SOURCE RECORDS: Begin
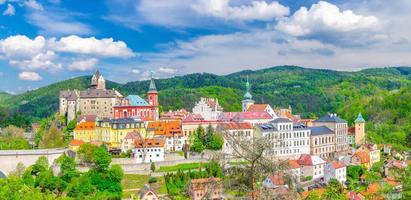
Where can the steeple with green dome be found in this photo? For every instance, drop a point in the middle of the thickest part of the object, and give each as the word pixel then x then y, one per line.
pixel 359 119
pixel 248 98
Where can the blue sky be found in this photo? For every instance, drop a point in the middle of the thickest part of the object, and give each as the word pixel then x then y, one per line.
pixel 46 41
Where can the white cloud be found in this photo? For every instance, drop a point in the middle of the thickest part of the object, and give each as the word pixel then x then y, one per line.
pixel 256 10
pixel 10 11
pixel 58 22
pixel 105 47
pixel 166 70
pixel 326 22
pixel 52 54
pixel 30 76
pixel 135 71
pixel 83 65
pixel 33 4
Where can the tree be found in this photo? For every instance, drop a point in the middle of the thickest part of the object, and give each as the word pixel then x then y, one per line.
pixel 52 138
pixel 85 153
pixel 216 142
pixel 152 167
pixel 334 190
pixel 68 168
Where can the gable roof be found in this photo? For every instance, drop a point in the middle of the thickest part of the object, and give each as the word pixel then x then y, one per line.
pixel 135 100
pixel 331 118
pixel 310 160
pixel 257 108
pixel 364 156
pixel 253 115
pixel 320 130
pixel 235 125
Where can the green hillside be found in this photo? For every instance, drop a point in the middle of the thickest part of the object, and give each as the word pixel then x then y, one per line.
SOURCE RECORDS: End
SOURCE RECORDS: Begin
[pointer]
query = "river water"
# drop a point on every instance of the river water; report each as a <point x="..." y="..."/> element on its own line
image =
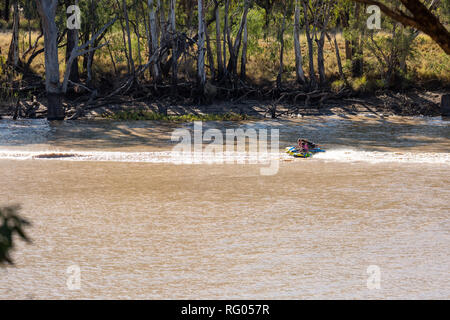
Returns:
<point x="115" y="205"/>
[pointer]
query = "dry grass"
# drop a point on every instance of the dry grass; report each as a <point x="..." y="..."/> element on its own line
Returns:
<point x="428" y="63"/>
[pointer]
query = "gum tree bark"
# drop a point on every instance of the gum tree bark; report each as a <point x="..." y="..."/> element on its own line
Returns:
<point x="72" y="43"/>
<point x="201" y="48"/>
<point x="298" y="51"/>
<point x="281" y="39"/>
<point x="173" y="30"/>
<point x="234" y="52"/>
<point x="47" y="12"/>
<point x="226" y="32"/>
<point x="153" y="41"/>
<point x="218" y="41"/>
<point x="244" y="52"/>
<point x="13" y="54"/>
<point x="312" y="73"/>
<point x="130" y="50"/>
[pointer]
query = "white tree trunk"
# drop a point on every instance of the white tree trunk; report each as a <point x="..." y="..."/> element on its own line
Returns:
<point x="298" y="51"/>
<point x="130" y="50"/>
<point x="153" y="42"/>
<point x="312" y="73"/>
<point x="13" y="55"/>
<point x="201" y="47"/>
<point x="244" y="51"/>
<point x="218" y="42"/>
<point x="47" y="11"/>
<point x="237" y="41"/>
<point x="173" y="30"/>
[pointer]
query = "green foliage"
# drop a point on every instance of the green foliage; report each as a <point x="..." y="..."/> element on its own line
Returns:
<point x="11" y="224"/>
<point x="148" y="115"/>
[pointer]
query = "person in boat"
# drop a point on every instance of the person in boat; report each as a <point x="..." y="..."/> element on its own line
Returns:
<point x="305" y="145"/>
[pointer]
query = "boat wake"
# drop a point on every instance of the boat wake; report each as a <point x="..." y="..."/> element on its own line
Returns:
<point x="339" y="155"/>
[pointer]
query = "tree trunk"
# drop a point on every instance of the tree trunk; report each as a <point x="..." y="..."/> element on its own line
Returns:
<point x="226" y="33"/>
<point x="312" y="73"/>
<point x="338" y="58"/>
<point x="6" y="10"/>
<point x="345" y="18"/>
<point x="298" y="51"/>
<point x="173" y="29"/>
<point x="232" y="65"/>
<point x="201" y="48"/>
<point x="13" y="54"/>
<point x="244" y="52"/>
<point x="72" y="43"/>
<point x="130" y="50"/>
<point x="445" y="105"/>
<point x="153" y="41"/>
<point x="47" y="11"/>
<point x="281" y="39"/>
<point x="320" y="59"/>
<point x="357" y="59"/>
SOURCE RECORDS: End
SOURCE RECORDS: Begin
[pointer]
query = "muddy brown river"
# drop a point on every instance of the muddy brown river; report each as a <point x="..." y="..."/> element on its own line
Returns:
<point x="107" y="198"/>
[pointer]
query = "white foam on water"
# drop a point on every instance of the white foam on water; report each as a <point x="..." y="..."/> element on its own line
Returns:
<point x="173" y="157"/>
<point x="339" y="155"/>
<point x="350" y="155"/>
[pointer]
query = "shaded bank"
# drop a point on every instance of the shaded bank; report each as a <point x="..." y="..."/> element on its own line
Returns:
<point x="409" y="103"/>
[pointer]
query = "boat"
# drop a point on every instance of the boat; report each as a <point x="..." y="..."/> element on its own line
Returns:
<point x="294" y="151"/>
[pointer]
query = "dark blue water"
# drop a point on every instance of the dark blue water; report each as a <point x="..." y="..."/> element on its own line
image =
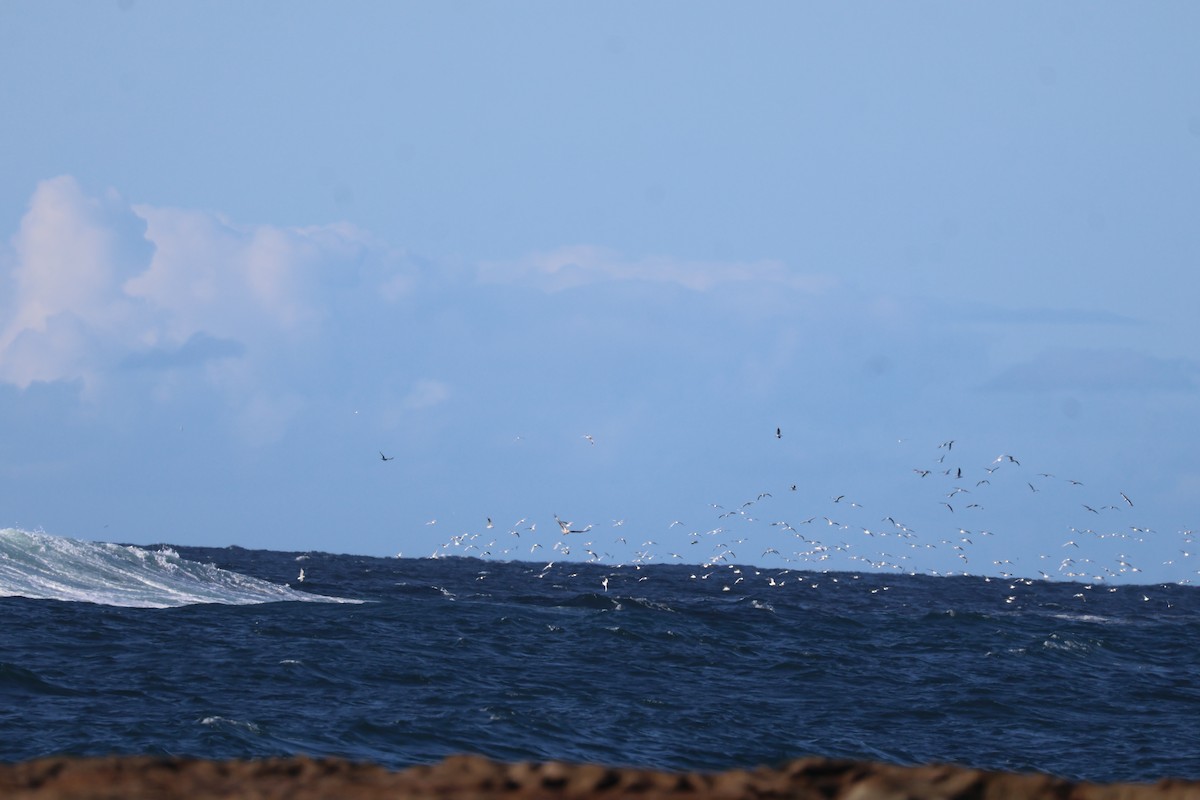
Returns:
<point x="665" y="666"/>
SOURCE RECORDS: End
#### ABOUT THIS EXERCISE
What is the number of lines above that contain the string "foliage"? Answer with that number only.

#### SOLUTION
2